— begin —

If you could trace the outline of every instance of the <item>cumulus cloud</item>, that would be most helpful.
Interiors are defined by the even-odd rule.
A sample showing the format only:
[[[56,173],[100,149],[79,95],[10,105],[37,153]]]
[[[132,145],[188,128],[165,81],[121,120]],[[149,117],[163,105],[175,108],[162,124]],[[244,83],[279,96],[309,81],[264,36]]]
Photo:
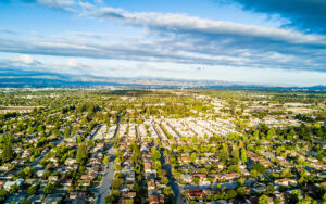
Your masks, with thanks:
[[[3,33],[3,34],[16,34],[15,31],[12,31],[12,30],[9,30],[9,29],[5,29],[5,28],[1,28],[1,27],[0,27],[0,33]]]
[[[88,67],[87,65],[78,62],[76,59],[68,59],[65,65],[72,68]]]
[[[325,0],[225,0],[237,2],[244,10],[277,14],[288,18],[288,26],[311,33],[326,33]]]
[[[24,64],[34,64],[36,61],[27,54],[18,54],[16,58],[13,59],[15,62],[24,63]]]
[[[63,66],[85,67],[74,58],[172,62],[225,67],[284,68],[326,72],[326,36],[189,16],[128,12],[79,3],[80,14],[146,28],[130,40],[73,33],[25,39],[0,38],[0,51],[72,58]],[[104,22],[105,23],[105,22]],[[189,67],[189,66],[188,66]],[[145,67],[142,67],[145,68]],[[86,68],[84,68],[86,69]],[[158,68],[156,68],[158,69]],[[196,68],[190,68],[196,69]]]
[[[248,38],[265,39],[269,41],[326,44],[326,38],[318,35],[305,35],[299,31],[266,28],[254,25],[243,25],[233,22],[212,21],[186,14],[127,12],[115,8],[84,7],[89,15],[106,20],[117,20],[124,23],[146,26],[164,31],[202,34],[211,36],[231,35]]]

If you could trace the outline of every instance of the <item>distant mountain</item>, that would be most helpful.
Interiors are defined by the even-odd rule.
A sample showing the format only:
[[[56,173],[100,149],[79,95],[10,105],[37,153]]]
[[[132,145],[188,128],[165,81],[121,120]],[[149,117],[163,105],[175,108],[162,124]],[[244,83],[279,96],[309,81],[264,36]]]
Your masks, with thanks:
[[[0,68],[0,88],[89,88],[89,87],[146,87],[146,88],[233,88],[233,89],[283,89],[272,85],[230,82],[223,80],[189,80],[159,77],[96,77],[54,72],[37,72],[17,68]],[[286,87],[286,89],[299,89]],[[326,90],[326,86],[300,89]]]

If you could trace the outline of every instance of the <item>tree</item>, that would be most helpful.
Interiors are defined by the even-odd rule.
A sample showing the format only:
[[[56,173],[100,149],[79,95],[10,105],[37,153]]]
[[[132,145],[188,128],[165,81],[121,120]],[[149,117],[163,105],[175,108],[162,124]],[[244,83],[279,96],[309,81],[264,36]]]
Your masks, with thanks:
[[[1,158],[3,162],[9,162],[14,158],[14,152],[10,143],[5,143],[2,150]]]
[[[267,139],[267,140],[272,140],[274,137],[275,137],[275,130],[274,130],[274,128],[271,128],[271,129],[267,131],[267,137],[266,137],[266,139]]]
[[[163,189],[163,193],[164,193],[166,196],[172,195],[173,192],[172,192],[171,187],[165,187],[165,188]]]
[[[167,184],[167,182],[168,182],[167,177],[163,177],[163,178],[161,179],[161,182],[162,182],[163,184]]]
[[[153,161],[159,161],[161,158],[161,153],[159,150],[152,151]]]
[[[29,195],[35,194],[37,192],[37,190],[39,189],[39,187],[40,187],[39,183],[29,187],[28,190],[27,190],[27,193]]]
[[[109,156],[108,156],[108,155],[104,155],[103,164],[109,164],[109,163],[110,163]]]
[[[197,158],[197,154],[196,154],[196,152],[192,152],[191,155],[190,155],[190,161],[192,163],[195,163],[196,158]]]
[[[290,196],[290,203],[298,203],[300,201],[301,193],[297,190],[292,191]]]
[[[266,195],[260,196],[259,204],[268,204],[268,197]]]
[[[49,182],[45,188],[43,188],[43,192],[47,194],[51,194],[55,191],[57,184],[53,182]]]
[[[79,164],[85,164],[88,158],[87,148],[83,143],[78,146],[76,162]]]
[[[241,149],[241,161],[242,163],[247,162],[247,151],[244,148]]]
[[[192,177],[192,178],[191,178],[191,181],[192,181],[195,184],[199,184],[199,178],[198,178],[198,177]]]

— end —

**TASK DETAILS**
Copy the records above exactly. The pictures are not part of the copy.

**RESULT**
If you could trace the outline of every instance of the <item>cumulus cloud</item>, that would be most helpful.
Interiors are defined by the even-odd rule.
A sample showing the format only:
[[[56,173],[100,149],[79,95],[10,105],[37,153]]]
[[[132,145],[188,128],[165,81],[121,120]],[[149,117],[163,105],[175,108],[162,124]],[[244,83],[279,96],[309,81],[264,36]]]
Photo:
Your masks, with thanks:
[[[3,33],[3,34],[16,34],[15,31],[12,31],[12,30],[9,30],[9,29],[5,29],[5,28],[1,28],[1,27],[0,27],[0,33]]]
[[[88,67],[87,65],[78,62],[76,59],[68,59],[65,65],[72,68]]]
[[[325,0],[225,0],[237,2],[244,10],[277,14],[288,18],[288,26],[311,33],[326,33]]]
[[[24,64],[34,64],[36,61],[27,54],[18,54],[16,58],[13,59],[15,62],[24,63]]]
[[[63,66],[85,67],[74,58],[172,62],[225,67],[284,68],[326,72],[326,36],[189,16],[128,12],[79,3],[80,14],[146,28],[130,40],[73,33],[25,39],[0,38],[0,51],[72,58]],[[104,22],[105,23],[105,22]],[[189,67],[189,66],[188,66]],[[145,67],[142,67],[145,68]],[[86,68],[84,68],[86,69]],[[158,68],[156,68],[158,69]],[[196,68],[190,68],[196,69]]]
[[[248,38],[265,39],[269,41],[326,44],[326,38],[318,35],[305,35],[299,31],[266,28],[254,25],[243,25],[233,22],[212,21],[186,14],[127,12],[115,8],[84,7],[89,15],[106,20],[117,20],[124,23],[146,26],[164,31],[202,34],[211,36],[231,35]]]

If you could trace the outline of every instance of the <item>distant mountain</item>, that would be most helpful.
Interiors are defined by the even-odd rule.
A sample showing the format only:
[[[56,173],[100,149],[79,95],[10,105],[37,153]]]
[[[132,145],[188,128],[165,81],[121,120]],[[149,117],[163,105],[175,108],[162,124]],[[244,83],[279,96],[309,81],[264,36]]]
Your masks, with thanks:
[[[0,68],[0,88],[89,88],[89,87],[146,87],[146,88],[233,88],[233,89],[283,89],[272,85],[230,82],[223,80],[189,80],[159,77],[96,77],[54,72],[37,72],[17,68]],[[286,87],[286,89],[299,89]],[[326,90],[326,86],[300,89]]]

If you could trace the outline of every instance of the <item>tree</item>, that would be most helpful.
Interiors are defined by the even-odd rule.
A sample showing the format only:
[[[56,173],[100,149],[79,95],[10,105],[37,153]]]
[[[132,145],[188,128],[165,81],[121,120]],[[149,117],[163,105],[175,108],[162,124]],[[244,83],[279,96],[309,81],[264,36]]]
Your masks, with thanks:
[[[1,158],[3,162],[9,162],[14,158],[14,152],[10,143],[5,143],[2,150]]]
[[[267,139],[267,140],[272,140],[274,137],[275,137],[275,130],[274,130],[274,128],[271,128],[271,129],[267,131],[267,137],[266,137],[266,139]]]
[[[163,189],[163,193],[164,193],[166,196],[172,195],[173,192],[172,192],[171,187],[165,187],[165,188]]]
[[[167,184],[167,182],[168,182],[167,177],[163,177],[163,178],[161,179],[161,182],[162,182],[163,184]]]
[[[153,161],[159,161],[161,158],[161,153],[159,150],[152,151]]]
[[[29,195],[35,194],[37,192],[37,190],[39,189],[39,187],[40,187],[39,183],[29,187],[28,190],[27,190],[27,193]]]
[[[109,156],[108,156],[108,155],[104,155],[103,164],[109,164],[109,163],[110,163]]]
[[[197,158],[197,154],[196,154],[196,152],[192,152],[191,155],[190,155],[190,161],[192,163],[195,163],[196,158]]]
[[[290,196],[290,203],[298,203],[300,201],[301,193],[297,190],[292,191]]]
[[[266,195],[260,196],[259,204],[268,204],[268,197]]]
[[[49,182],[45,188],[43,188],[43,192],[47,194],[51,194],[55,191],[57,184],[53,182]]]
[[[79,164],[85,164],[88,158],[87,148],[83,143],[78,146],[76,162]]]
[[[241,149],[241,161],[242,163],[247,162],[247,151],[244,148]]]
[[[192,177],[192,178],[191,178],[191,181],[192,181],[195,184],[199,184],[199,178],[198,178],[198,177]]]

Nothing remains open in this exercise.